■ **What the task asks**:
Arrange the entries as a numbered list, from the line with "Outline every instance of the <item>dappled" up to and including the line with "[[[557,318],[550,2],[0,15],[6,346],[317,350]]]", leaving out blank lines. Include no other lines.
==================================================
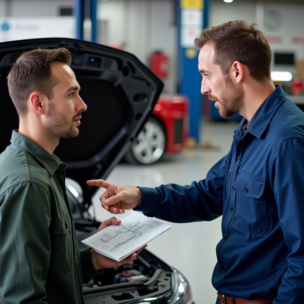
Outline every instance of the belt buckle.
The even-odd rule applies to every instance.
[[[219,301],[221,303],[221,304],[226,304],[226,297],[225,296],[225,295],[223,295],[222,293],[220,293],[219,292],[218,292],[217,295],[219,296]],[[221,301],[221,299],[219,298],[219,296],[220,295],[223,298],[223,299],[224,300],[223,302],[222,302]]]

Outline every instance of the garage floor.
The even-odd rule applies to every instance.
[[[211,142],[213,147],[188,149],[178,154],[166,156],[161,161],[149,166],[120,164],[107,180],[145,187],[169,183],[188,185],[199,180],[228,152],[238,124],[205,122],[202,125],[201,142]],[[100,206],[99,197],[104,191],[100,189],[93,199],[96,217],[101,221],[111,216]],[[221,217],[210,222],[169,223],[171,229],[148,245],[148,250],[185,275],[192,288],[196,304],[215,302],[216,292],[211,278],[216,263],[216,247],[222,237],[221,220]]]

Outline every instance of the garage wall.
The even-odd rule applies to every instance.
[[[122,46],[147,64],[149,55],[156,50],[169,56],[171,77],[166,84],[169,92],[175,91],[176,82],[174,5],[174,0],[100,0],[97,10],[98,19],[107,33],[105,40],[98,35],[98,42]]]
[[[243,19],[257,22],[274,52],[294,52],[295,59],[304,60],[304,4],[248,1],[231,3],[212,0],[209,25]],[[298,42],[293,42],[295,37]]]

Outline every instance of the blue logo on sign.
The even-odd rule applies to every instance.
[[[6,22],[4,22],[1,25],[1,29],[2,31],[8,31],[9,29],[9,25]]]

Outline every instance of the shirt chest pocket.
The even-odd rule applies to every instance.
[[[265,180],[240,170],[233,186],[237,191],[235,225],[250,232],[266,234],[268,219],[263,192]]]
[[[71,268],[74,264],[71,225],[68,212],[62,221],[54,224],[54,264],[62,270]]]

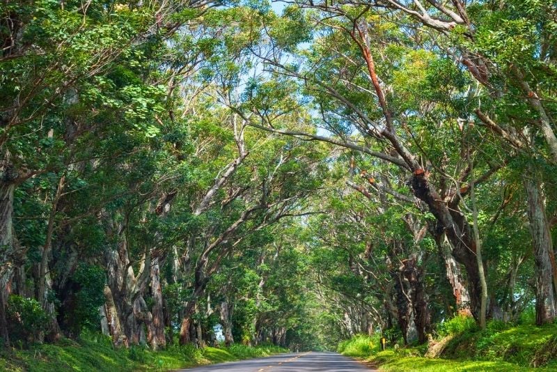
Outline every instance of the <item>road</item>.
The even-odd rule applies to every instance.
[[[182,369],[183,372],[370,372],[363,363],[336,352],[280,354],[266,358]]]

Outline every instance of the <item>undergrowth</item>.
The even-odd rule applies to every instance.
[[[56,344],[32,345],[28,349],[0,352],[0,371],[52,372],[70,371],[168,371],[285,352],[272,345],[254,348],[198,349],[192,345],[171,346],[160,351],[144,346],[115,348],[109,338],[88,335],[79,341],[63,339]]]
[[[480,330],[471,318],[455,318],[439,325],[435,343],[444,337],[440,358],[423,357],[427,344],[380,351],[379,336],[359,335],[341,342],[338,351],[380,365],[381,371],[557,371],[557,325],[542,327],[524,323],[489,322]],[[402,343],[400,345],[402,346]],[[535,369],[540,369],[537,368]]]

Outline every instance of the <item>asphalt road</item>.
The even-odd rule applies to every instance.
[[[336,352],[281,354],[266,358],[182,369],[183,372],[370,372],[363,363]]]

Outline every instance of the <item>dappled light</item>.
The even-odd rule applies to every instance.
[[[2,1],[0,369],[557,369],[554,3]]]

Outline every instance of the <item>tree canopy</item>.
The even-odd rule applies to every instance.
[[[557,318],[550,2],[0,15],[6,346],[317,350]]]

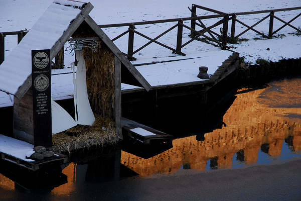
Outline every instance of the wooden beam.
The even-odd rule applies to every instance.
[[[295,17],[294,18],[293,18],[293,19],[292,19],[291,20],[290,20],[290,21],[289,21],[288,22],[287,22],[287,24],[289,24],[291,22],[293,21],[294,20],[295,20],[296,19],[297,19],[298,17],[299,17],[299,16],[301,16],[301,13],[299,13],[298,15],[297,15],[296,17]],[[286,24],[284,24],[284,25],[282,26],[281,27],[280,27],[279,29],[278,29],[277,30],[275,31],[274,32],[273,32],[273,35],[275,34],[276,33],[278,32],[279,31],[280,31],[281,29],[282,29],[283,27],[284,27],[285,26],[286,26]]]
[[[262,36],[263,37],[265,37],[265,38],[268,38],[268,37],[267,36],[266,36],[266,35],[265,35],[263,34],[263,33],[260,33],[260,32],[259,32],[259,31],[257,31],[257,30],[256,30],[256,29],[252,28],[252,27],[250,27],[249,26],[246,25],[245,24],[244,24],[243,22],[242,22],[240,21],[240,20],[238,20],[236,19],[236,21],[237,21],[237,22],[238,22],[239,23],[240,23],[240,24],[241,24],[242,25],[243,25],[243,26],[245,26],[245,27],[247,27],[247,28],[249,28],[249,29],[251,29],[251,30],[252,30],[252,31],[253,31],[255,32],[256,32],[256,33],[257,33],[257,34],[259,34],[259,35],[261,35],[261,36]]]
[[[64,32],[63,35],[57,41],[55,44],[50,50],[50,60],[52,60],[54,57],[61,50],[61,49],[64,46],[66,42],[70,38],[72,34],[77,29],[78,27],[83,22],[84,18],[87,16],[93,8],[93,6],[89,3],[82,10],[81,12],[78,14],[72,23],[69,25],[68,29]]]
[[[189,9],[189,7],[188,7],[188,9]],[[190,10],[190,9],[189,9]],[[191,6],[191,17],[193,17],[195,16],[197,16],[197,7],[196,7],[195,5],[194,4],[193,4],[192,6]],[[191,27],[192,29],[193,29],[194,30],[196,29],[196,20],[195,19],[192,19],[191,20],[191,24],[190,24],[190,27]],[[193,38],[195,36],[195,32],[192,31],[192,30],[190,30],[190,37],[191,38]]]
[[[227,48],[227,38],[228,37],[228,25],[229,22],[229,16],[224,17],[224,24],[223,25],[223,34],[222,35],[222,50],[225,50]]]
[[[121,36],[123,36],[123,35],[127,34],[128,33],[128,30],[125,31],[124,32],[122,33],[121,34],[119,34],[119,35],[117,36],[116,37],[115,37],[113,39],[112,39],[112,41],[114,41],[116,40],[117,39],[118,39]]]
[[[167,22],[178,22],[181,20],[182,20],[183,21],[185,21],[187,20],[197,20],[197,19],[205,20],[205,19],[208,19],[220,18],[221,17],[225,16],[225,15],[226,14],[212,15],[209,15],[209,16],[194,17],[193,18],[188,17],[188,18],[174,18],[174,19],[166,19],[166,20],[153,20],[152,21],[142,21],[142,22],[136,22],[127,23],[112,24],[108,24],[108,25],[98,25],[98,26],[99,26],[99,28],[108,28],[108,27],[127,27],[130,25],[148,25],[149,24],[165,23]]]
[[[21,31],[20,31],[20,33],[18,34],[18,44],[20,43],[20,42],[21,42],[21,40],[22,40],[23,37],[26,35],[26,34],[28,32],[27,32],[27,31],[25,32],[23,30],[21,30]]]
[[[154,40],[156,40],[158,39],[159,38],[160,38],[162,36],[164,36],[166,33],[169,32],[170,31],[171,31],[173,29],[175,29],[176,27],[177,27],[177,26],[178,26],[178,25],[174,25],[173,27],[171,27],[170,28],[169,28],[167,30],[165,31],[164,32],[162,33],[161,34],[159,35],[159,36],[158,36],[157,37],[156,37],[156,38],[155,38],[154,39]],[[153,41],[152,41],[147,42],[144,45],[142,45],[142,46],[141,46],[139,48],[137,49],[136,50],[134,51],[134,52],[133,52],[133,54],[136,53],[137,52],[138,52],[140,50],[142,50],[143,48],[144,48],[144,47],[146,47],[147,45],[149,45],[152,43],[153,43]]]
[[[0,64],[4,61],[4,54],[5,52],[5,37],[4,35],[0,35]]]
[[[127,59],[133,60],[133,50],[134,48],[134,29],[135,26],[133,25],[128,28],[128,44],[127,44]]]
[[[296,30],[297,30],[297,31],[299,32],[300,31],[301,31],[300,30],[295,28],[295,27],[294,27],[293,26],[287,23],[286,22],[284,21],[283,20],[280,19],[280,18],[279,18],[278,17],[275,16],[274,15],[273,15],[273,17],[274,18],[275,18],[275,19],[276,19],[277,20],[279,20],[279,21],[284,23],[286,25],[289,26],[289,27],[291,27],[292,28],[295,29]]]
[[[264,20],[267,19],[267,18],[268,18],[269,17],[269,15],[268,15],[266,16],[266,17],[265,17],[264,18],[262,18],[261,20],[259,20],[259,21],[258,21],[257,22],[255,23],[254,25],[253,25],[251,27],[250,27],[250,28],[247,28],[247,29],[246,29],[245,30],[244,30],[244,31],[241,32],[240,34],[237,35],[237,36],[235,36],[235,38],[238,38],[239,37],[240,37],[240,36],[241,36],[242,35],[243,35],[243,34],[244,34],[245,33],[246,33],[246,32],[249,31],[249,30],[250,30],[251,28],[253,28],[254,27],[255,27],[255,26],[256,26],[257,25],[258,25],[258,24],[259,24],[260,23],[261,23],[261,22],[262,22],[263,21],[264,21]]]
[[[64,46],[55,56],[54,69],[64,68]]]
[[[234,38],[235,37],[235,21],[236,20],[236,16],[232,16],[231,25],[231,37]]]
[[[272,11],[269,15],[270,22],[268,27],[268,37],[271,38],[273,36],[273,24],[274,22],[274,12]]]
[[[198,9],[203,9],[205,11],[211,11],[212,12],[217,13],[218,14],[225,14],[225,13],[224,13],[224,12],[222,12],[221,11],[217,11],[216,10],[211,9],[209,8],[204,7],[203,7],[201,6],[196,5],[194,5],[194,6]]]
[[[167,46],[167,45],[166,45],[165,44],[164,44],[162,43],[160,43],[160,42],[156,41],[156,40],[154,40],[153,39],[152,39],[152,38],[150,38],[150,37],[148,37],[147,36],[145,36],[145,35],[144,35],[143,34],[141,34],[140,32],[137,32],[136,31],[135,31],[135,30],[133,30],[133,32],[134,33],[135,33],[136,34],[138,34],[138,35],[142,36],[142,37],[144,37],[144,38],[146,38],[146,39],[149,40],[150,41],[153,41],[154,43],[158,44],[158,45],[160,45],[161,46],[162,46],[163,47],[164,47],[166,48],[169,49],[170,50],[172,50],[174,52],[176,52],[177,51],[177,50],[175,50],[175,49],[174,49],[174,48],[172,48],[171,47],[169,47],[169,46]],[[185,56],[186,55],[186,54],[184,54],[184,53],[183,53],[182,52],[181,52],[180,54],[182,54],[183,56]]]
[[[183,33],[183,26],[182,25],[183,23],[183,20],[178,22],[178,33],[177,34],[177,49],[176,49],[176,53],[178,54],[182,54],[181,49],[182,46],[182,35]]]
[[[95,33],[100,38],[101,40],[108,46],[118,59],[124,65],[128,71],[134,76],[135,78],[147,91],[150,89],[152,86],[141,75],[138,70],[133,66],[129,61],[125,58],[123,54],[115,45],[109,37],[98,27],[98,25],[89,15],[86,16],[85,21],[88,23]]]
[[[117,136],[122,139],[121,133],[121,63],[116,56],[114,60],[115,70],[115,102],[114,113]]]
==================================================
■ **Result for this exercise**:
1. Outline every instance of the <item>dappled light</item>.
2. The even-odd rule applies to every instance.
3. [[[2,1],[0,369],[557,369],[554,3]]]
4. Outline every instance of the <item>tree canopy</item>.
5. The even-odd rule applies to every instance.
6. [[[557,318],[550,2],[0,15],[6,346],[317,350]]]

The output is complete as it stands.